> WORK TASK
Only one span of the listing below is wanted: the lines from the one with "like x=549 y=189." through the one with "Question. Provide the position of each instance of the water", reproduced exactly, both ends kept.

> ENTRIES PROVIDED
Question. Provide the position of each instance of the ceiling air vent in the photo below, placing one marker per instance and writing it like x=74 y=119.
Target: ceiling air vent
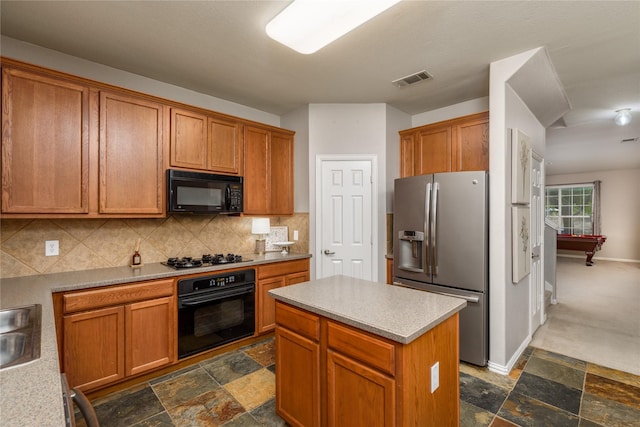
x=412 y=79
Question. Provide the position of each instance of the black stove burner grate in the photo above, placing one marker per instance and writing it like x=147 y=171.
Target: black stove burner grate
x=208 y=259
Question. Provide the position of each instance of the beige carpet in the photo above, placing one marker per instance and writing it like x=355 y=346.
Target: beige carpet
x=597 y=317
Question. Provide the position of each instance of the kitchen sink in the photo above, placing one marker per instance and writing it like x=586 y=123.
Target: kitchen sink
x=19 y=335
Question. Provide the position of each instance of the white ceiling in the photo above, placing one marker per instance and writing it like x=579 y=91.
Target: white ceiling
x=220 y=48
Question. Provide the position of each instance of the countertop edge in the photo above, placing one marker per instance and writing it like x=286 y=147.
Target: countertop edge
x=421 y=327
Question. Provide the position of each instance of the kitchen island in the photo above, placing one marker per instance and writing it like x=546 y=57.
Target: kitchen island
x=358 y=353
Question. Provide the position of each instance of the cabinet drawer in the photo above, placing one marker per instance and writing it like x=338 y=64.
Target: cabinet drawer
x=116 y=295
x=301 y=322
x=374 y=352
x=282 y=268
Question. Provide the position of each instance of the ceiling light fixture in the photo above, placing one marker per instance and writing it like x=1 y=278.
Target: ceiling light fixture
x=623 y=117
x=308 y=25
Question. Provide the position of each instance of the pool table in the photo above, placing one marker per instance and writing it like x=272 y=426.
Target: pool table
x=589 y=243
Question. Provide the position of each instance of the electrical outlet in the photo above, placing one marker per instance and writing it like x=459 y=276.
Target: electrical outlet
x=435 y=377
x=52 y=248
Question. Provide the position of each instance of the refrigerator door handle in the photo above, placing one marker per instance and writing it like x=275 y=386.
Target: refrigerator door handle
x=434 y=228
x=427 y=244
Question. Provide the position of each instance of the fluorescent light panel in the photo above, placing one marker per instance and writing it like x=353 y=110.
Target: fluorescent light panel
x=308 y=25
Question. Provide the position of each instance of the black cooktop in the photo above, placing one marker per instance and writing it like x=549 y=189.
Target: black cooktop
x=205 y=260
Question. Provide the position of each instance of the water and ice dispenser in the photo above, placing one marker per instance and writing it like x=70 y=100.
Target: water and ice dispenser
x=411 y=244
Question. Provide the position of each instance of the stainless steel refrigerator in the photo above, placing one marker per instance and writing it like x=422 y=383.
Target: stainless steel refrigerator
x=441 y=245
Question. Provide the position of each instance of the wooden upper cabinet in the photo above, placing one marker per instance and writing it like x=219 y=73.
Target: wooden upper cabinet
x=45 y=144
x=281 y=173
x=225 y=146
x=268 y=171
x=471 y=145
x=460 y=144
x=131 y=169
x=188 y=139
x=433 y=150
x=205 y=143
x=256 y=191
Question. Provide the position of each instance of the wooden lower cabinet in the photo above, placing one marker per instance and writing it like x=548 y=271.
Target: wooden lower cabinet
x=149 y=334
x=94 y=347
x=106 y=338
x=332 y=374
x=302 y=356
x=273 y=276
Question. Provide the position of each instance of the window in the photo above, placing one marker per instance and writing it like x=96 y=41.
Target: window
x=571 y=207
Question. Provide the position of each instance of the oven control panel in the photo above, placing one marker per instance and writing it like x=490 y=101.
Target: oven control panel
x=215 y=281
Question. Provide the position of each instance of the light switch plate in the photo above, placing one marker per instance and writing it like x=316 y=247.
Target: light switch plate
x=51 y=248
x=435 y=377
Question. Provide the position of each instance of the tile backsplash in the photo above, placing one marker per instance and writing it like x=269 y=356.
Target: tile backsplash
x=96 y=243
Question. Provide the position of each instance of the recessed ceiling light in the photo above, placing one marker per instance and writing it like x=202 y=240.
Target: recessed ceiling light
x=308 y=25
x=623 y=117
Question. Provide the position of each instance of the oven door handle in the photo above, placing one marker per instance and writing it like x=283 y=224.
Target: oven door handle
x=214 y=296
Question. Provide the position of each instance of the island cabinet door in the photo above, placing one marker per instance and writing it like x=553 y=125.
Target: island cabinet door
x=297 y=379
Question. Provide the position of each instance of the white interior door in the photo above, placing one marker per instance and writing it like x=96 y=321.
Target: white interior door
x=537 y=235
x=344 y=225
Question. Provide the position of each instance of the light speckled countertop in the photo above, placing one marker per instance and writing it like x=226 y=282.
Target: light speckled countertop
x=31 y=394
x=394 y=312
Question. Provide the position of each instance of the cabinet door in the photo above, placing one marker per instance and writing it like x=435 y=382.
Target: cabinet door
x=256 y=188
x=433 y=151
x=407 y=155
x=188 y=139
x=471 y=146
x=225 y=146
x=266 y=304
x=347 y=382
x=94 y=347
x=298 y=379
x=150 y=334
x=131 y=147
x=281 y=174
x=292 y=279
x=45 y=144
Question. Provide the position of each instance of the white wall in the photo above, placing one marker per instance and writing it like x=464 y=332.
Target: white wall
x=620 y=211
x=47 y=58
x=473 y=106
x=508 y=302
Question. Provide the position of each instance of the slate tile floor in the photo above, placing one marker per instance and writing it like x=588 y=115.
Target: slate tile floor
x=237 y=389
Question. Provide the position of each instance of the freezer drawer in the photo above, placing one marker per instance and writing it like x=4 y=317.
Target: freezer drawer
x=474 y=330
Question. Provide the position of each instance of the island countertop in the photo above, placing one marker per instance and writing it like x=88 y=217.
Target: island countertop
x=397 y=313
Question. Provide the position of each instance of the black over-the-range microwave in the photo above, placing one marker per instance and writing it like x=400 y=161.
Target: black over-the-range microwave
x=194 y=192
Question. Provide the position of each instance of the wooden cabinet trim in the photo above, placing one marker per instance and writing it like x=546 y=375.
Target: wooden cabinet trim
x=116 y=295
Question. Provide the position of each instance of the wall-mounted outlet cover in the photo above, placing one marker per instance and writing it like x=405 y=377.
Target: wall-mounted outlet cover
x=52 y=248
x=435 y=377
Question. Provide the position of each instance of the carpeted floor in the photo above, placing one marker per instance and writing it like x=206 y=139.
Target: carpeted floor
x=597 y=317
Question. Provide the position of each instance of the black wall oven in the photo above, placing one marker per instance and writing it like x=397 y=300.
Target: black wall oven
x=215 y=309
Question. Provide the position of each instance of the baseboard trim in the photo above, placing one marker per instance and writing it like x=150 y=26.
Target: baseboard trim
x=505 y=369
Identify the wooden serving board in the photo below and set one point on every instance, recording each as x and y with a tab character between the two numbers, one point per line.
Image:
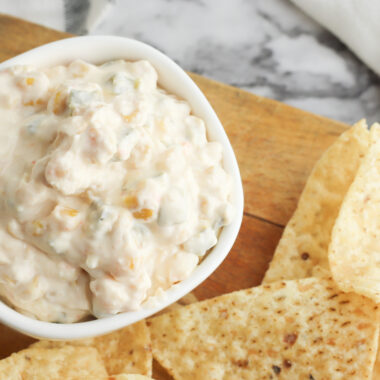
276	147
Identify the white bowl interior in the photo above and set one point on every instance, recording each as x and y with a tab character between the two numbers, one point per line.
99	49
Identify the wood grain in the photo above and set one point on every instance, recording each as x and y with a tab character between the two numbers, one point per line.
276	146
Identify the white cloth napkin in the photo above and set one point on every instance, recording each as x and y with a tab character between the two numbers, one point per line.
355	22
74	16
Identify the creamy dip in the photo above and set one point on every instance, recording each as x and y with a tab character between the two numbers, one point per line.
110	192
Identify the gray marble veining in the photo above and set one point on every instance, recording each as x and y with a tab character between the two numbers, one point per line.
267	47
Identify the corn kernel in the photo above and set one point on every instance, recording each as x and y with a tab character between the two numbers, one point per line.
59	104
144	213
131	201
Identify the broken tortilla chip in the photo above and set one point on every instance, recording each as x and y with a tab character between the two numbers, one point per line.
124	351
354	251
304	243
302	329
69	363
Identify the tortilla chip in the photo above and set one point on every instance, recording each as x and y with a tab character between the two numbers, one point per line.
376	370
354	251
124	376
124	351
304	243
69	363
303	329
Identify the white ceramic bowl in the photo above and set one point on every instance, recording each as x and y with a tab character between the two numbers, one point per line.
99	49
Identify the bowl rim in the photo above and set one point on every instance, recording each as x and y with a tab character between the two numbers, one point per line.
97	49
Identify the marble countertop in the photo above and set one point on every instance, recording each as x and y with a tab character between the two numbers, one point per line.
267	47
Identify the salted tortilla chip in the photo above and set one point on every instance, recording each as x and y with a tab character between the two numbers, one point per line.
302	329
304	243
354	251
129	377
376	370
69	363
124	351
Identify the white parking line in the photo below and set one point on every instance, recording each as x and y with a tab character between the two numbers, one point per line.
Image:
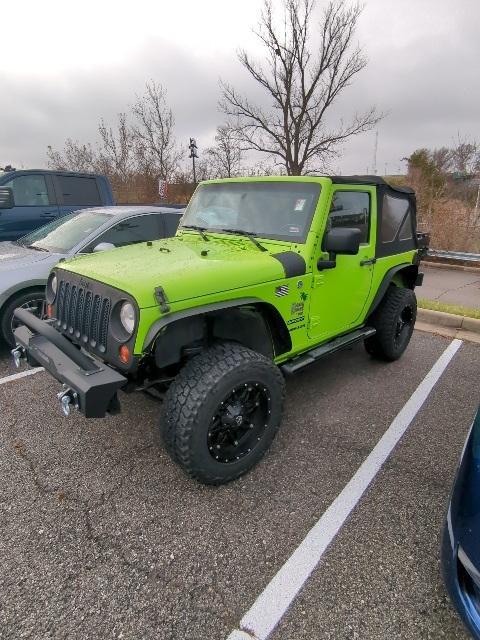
271	605
22	374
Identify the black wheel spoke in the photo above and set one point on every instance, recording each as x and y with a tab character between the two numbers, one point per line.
239	422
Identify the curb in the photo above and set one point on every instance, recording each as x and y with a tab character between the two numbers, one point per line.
448	324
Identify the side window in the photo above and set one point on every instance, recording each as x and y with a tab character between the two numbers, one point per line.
396	219
132	230
351	209
78	191
29	191
170	220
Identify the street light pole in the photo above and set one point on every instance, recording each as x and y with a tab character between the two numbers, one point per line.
193	154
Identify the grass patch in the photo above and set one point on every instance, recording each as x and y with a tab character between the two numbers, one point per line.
457	309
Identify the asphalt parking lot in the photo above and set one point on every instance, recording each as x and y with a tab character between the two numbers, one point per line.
102	536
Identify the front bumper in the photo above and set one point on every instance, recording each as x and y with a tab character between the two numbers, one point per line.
460	583
94	383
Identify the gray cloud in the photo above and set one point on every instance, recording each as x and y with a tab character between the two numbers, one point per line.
426	79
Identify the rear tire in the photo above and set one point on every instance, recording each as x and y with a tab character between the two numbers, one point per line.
222	412
394	321
34	300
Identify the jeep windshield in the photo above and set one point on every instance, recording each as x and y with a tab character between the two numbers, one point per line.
275	210
61	235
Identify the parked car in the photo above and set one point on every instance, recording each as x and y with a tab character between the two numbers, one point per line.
30	199
461	537
215	317
26	263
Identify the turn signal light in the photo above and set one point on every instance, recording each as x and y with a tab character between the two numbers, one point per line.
124	353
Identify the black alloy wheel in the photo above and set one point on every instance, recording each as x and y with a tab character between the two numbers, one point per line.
239	422
222	411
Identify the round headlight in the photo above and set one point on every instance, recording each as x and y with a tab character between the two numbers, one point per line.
52	288
127	317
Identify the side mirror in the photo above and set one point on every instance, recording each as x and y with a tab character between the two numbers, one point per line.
103	246
343	241
7	201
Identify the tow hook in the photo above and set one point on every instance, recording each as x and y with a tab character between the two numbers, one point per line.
18	355
68	398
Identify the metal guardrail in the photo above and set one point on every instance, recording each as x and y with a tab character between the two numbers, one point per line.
459	256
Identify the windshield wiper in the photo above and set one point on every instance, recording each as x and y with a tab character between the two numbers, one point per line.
247	234
200	230
32	246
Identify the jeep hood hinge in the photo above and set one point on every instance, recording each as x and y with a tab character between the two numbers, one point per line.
161	298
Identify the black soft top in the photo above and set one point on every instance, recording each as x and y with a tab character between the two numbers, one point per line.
376	180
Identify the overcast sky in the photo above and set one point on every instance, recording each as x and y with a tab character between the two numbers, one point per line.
65	65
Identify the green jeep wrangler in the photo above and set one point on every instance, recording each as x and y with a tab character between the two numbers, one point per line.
264	277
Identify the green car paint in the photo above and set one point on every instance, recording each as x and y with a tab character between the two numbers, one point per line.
195	272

> YOUR SOLUTION
Question. Provide the position of each instance of the black cooktop in the photo above, placing one marker per instance and writing it like x=549 y=189.
Target: black cooktop
x=205 y=260
Question. Provide the position of each instance of the water and ice dispenser in the photo above, placing one marker per instance and writing it like x=70 y=100.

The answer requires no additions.